Task statement ::
Out of the data below, copy every line with the string "list".

Provided entries ::
------------------------------------------------------------
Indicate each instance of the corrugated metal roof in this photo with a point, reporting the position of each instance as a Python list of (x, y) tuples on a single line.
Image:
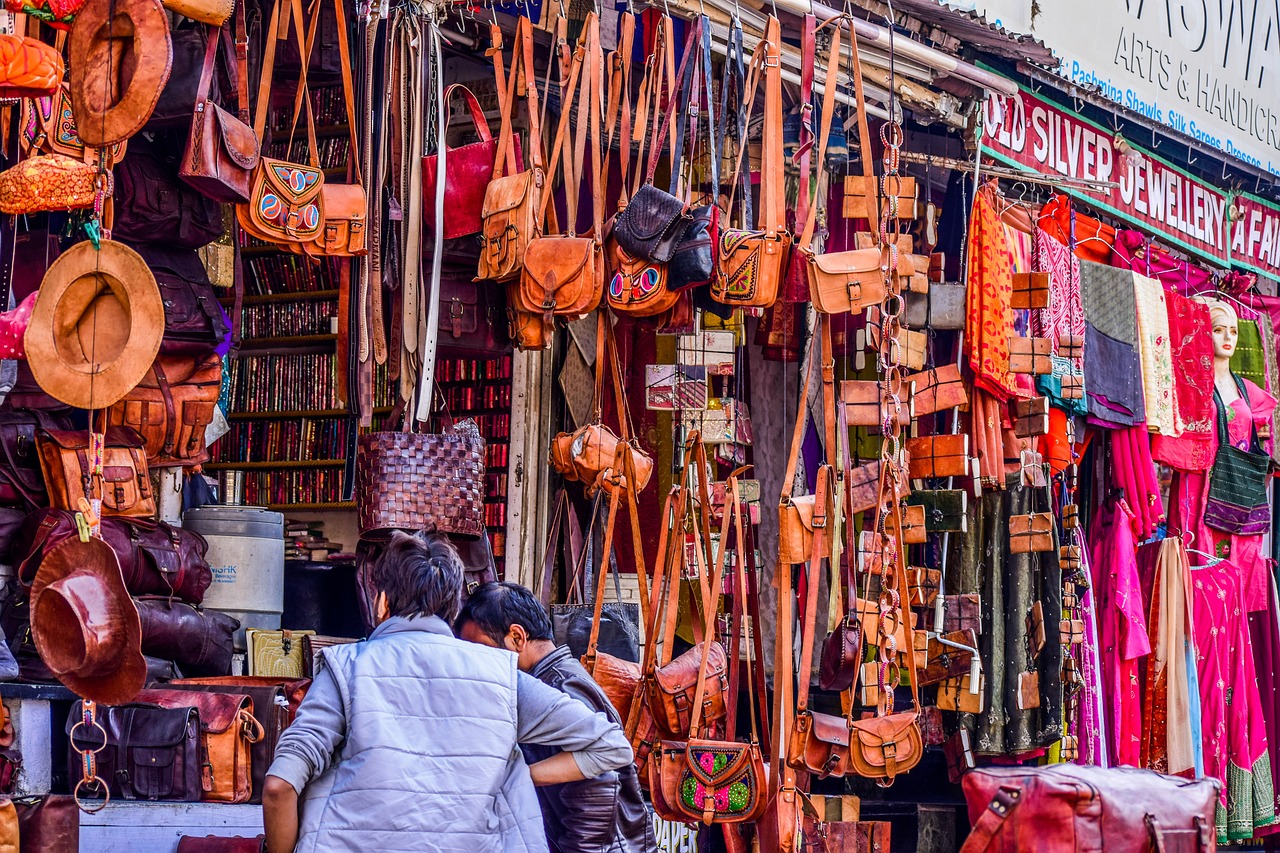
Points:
------------------------------------------------------------
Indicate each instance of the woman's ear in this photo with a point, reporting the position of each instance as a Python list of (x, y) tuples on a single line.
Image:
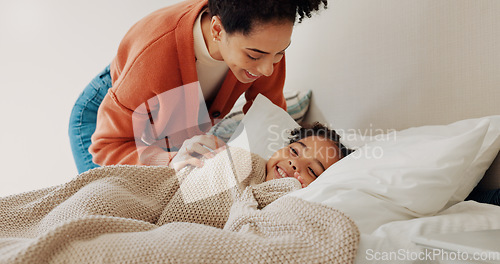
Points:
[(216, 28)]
------------------------------------------------------------
Expected output ::
Indicate each instance of the corrugated metal roof in this photo with a point, reporting the position of each instance as a Python list of (x, y) tuples on a single line.
Indicate each instance of the woman's ear in this photo with a point, reporting the position of each instance as a Python list of (x, y) tuples on a single line.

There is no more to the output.